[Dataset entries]

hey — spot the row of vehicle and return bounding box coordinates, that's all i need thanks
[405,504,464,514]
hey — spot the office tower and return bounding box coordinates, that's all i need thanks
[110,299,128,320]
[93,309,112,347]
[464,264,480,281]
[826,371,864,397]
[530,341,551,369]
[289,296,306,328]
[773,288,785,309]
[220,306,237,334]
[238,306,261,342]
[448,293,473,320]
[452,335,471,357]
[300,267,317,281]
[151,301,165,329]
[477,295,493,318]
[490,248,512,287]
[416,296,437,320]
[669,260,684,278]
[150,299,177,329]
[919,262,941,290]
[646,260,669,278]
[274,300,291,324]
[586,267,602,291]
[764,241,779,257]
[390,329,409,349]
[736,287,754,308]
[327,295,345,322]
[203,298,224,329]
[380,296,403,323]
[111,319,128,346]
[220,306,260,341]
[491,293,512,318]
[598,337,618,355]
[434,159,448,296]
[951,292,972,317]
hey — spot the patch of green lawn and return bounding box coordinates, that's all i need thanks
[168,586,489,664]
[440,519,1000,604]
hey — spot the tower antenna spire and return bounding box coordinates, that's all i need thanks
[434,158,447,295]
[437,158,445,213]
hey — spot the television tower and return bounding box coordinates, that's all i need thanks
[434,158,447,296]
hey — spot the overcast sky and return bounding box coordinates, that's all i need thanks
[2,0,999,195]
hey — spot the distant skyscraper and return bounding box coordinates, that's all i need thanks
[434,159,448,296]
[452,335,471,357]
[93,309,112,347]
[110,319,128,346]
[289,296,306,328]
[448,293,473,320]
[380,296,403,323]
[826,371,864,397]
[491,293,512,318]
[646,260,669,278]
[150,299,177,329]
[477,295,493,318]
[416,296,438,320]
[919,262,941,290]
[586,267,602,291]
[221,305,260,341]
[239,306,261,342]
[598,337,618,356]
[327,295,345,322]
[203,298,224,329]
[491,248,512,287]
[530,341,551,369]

Your task
Only one span is to be repeated: the line with "hey — spot the overcast" through the final line of the entries above, word for word.

Problem solution
hey — spot the overcast sky and return bounding box coordinates, that's all i need thanks
[2,0,999,195]
hey — spot the distant skyscraper and return bounding box coordinates, that's all i need thanks
[434,159,448,296]
[452,335,471,357]
[93,309,112,347]
[110,319,128,346]
[289,296,306,328]
[448,293,473,320]
[380,296,403,323]
[826,371,864,397]
[491,293,512,318]
[646,260,669,278]
[150,299,177,329]
[477,295,493,318]
[416,296,438,320]
[919,262,941,290]
[586,267,602,291]
[221,305,260,341]
[239,306,261,342]
[598,337,618,356]
[327,295,345,322]
[203,298,224,329]
[491,248,512,287]
[530,341,551,369]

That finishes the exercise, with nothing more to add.